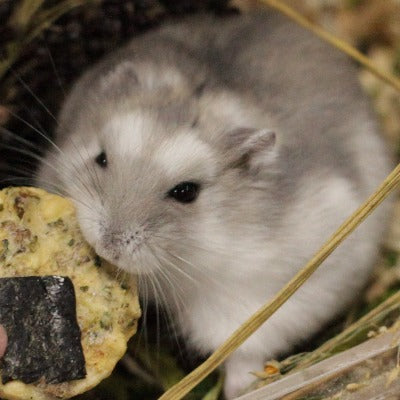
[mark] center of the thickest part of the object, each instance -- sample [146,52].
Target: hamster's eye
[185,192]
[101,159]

━━━━━━━━━━━━━━━━━━━━━━━━━━━━━━

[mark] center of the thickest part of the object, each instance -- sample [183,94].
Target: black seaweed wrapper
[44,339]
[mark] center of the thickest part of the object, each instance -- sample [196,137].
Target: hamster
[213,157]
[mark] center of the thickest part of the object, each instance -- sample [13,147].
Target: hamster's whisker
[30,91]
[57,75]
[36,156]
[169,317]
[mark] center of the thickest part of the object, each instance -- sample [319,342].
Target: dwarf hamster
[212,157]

━━━━━━━━━━━━━━━━━━━━━━━━━━━━━━

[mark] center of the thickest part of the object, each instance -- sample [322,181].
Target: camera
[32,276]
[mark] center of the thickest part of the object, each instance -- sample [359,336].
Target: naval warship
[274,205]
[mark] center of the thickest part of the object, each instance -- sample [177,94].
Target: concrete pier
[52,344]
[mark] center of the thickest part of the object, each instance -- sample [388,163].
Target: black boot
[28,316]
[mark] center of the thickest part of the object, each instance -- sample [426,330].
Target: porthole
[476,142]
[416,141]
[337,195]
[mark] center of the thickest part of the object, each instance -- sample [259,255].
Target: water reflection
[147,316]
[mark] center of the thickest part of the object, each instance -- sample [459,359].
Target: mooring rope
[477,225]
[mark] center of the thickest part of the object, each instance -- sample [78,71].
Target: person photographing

━━━━━━━━━━━━━━━━━━━━━━━━━━━━━━

Problem statement:
Find every line in the listing above that contains the word "black" and copy each of those lines. Uppercase and lowercase letters count as different.

Written answer:
Target: black seaweed wrapper
Target: black boot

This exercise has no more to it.